WHAT TO DO: Set out each line of the entries below as a Markdown table with two columns, Row and Line, numbering the rows and skipping blank lines. Leave the pictures out.
* * *
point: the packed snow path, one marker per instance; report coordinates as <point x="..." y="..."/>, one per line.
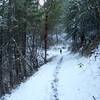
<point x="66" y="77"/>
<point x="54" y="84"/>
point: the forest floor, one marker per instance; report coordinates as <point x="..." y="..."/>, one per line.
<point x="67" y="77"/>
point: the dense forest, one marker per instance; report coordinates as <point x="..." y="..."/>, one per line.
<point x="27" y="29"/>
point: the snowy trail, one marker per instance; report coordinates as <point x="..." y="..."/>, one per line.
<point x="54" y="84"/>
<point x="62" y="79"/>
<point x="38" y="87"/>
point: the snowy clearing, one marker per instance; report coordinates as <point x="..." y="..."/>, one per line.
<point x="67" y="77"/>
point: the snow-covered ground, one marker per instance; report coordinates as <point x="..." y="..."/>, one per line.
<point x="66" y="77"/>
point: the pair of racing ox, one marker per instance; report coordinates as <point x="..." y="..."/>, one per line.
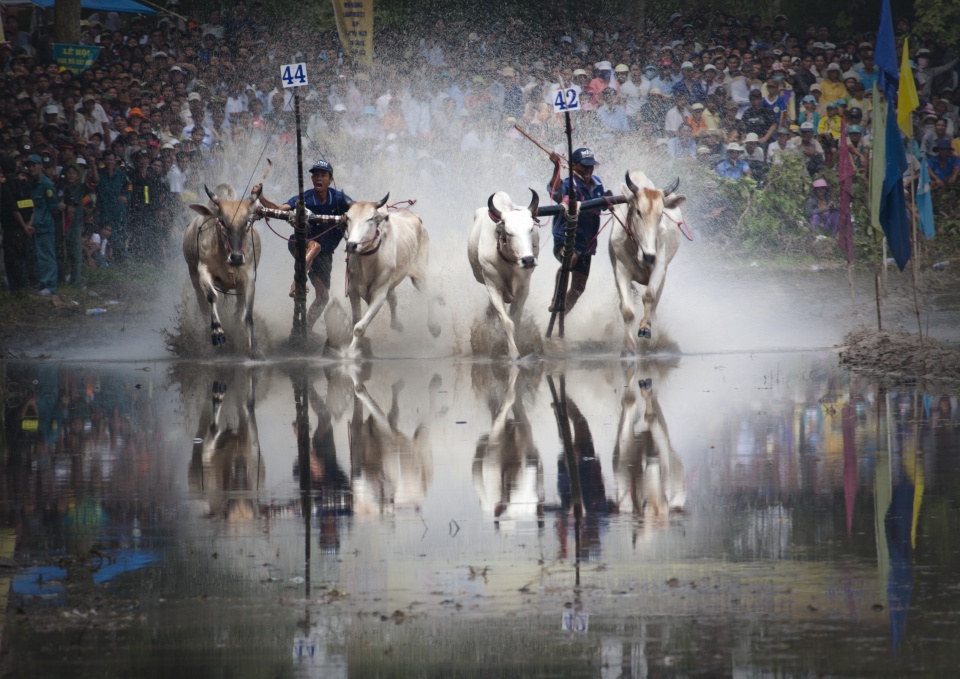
* * *
RESPONSE:
| Row | Line |
|---|---|
| 1 | point: the packed snow path, one marker per instance; report coordinates as <point x="..." y="..."/>, one per line. |
| 2 | <point x="66" y="77"/> |
| 3 | <point x="54" y="84"/> |
| 4 | point: the forest floor, one marker per instance; report coordinates as <point x="..." y="..."/>, one per line. |
| 5 | <point x="67" y="77"/> |
| 6 | point: the dense forest, one marker per instance; report coordinates as <point x="..." y="..."/>, one per line. |
| 7 | <point x="27" y="29"/> |
| 8 | point: the snowy trail, one marker per instance; report coordinates as <point x="..." y="..."/>, one per line. |
| 9 | <point x="54" y="84"/> |
| 10 | <point x="62" y="79"/> |
| 11 | <point x="38" y="87"/> |
| 12 | point: the snowy clearing, one marker per instance; report coordinates as <point x="..." y="..."/>, one per line. |
| 13 | <point x="67" y="77"/> |
| 14 | point: the snow-covered ground, one marker per instance; report coordinates as <point x="..." y="..."/>, one per line. |
| 15 | <point x="66" y="77"/> |
| 16 | point: the pair of racing ox, one marker per instance; report coordinates as <point x="..." y="..."/>, one per line. |